Minimum przyzwoitości

Media głównego nurtu o tym nie wspominają (przyznam, że gdyby nie Facebook, też bym nie wiedział), a tymczasem od tygodnia już trwa protest represjonowanych emerytów mundurowych, którzy gromadzą się pod sądami, domagając się, by te czym prędzej zajęły się rozpatrzeniem ich spraw. Niedawno protestujący otrzymali wsparcie od sejmowej Lewicy (i bardzo dobrze, bo ugrupowania lewicowe MUSZĄ wspierać osoby pokrzywdzone, od tego polityczna lewica po prostu jest!), zwłaszcza od posła Andrzeja Rozenka, który od lat zajmuje się tą kwestią, z konsekwencją i uporem, które budzą mój głęboki szacunek.

□ □ □ □

Do wykonania
1. Sprawdź, czy poniższe stwierdzenia zgadzają się z tekstem o proteście emerytów mundurowych, i przy każdym odpowiedz „tak” lub „nie”, przytaczając dosłownie rozstrzygające słowa tekstu. (a) Protest trwa od miesiąca. (b) Protestujący gromadzą się pod sądami. (c) Media głównego nurtu szeroko informują o proteście.
2. Który poseł, według tekstu o proteście emerytów mundurowych, szczególnie wsparł protestujących?
3. Napisz dalszy ciąg tekstu o proteście emerytów mundurowych, zaczynając tuż po jego ostatnim zdaniu.

Fragmenty rekordów z adnotacjami
□ □ □ □

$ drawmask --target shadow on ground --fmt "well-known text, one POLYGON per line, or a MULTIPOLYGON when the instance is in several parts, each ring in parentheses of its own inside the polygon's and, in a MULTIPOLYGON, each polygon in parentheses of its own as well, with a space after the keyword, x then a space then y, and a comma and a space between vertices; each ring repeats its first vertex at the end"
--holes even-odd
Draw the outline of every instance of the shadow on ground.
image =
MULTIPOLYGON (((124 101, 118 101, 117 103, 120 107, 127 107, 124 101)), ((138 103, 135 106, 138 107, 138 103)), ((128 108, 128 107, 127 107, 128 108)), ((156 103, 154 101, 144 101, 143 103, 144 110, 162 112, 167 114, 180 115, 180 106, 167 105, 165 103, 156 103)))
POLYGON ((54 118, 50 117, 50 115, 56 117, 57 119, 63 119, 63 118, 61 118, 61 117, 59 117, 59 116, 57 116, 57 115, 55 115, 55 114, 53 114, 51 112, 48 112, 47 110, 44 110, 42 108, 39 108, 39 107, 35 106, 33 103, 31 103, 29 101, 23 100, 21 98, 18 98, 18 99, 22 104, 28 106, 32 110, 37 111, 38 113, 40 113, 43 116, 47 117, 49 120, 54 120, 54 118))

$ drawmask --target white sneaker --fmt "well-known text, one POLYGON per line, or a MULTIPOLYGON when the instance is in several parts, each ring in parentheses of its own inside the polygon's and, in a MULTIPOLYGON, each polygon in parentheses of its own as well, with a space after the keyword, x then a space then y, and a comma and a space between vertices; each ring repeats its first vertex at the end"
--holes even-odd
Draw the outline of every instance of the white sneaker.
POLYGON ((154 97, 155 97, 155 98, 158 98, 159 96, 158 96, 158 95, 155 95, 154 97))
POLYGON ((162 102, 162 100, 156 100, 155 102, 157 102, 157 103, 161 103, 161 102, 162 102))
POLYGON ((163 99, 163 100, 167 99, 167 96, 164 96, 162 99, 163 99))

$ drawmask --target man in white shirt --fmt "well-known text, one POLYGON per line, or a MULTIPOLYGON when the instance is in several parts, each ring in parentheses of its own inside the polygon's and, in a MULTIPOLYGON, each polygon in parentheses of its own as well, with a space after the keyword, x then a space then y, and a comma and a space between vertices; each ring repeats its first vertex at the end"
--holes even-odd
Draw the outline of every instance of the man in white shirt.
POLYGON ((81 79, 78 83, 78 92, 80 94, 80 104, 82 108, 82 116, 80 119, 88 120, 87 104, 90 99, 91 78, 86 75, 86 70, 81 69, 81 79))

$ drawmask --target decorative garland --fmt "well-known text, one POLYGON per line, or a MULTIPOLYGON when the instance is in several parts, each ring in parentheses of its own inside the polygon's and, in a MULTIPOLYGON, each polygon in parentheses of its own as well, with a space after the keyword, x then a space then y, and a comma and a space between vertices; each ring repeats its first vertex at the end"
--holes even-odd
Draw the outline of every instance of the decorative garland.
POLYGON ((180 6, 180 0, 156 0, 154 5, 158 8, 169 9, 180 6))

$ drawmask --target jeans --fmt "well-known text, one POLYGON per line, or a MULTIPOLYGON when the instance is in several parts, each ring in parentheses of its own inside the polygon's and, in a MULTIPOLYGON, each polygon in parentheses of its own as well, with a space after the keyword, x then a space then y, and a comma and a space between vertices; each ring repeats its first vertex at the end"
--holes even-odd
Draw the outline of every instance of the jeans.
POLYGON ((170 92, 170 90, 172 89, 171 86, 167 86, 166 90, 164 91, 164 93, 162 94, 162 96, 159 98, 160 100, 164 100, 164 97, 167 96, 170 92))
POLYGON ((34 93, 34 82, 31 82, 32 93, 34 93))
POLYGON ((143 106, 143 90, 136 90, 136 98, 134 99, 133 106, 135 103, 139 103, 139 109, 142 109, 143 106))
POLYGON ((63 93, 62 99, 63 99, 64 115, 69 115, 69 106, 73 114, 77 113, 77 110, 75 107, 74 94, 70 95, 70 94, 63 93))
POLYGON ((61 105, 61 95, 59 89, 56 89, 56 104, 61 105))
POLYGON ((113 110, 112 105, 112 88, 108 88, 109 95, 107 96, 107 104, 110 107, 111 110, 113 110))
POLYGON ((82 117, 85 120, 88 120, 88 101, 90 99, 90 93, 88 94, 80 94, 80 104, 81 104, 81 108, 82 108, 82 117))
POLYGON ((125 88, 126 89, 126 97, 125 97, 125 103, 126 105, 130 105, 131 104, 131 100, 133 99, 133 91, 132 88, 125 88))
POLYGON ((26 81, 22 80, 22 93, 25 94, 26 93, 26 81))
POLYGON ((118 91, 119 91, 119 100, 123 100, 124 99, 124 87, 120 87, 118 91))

□ □ □ □

Wyniki ćwiczenia
1.
(a) Nie: „od tygodnia już trwa protest represjonowanych emerytów mundurowych”.
(b) Tak: „którzy gromadzą się pod sądami”.
(c) Nie: „Media głównego nurtu o tym nie wspominają”.

2. Poseł Andrzej Rozenek z sejmowej Lewicy.

3.
Protest ów jest rzecz jasna pokłosiem chorej ustawy represyjnej, zwanej też (totalnie, swoją drogą, kłamliwie) „dezubekizacyjną”, z grudnia 2016 roku, która odebrała w całości lub częściowo obcięła emerytury wszystkim osobom, jakie pracowały w instytucjach podległych Ministerstwu Spraw Wewnętrznych przed 1990 rokiem. Swoje pieniądze stracili zatem byli milicjanci (i policjanci po transformacji ustrojowej), wykładowcy szkół i kursów zajmujących się kryminalistyką, strażacy, sportowcy (grający w klubach milicyjnych), agenci wywiadu i kontrwywiadu, pogranicznicy, itd. A także, co już jest szczególnie odrażające i skrajnie niehumanitarne, ich rodziny, np. niepełnosprawne dzieci, którym obcięto rentę po zmarłych rodzicach – byłych funkcjonariuszach. Ustawę tę, przypomnijmy, uchwalono podczas niesławnego sfałszowanego głosowania na Sali Kolumnowej.
Poskutkowała ona licznymi przypadkami załamań psychicznych, depresji, prób samobójczych, zawałów, wylewów… Trudno się dziwić, że ludzie tak reagowali na wiadomość, iż stracą środki potrzebne do życia. Według Andrzeja Rozenka ofiar śmiertelnych tego chorego, zbrodniczego aktu prawnego jest do tej pory pięćdziesiąt dziewięć. Obawiam się, że liczba ta może być zaniżona.
Represjonowali oddali sprawę do sądu, chcąc walczyć o swoje emerytury, czyli o przysługujące im prawa. Pierwsze wyroki już są…
Niestety, sądy w (k)raju nad Wisłą działają nader powoli, a po PiS-owskich deformach jeszcze spowolniły, toteż byli funkcjonariusze służb mundurowych po prostu obawiają się, że mogą nie doczekać sprawiedliwości. I właśnie z tego powodu prowadzą swój obecny protest, starając się wymóc przyspieszenie procedowania.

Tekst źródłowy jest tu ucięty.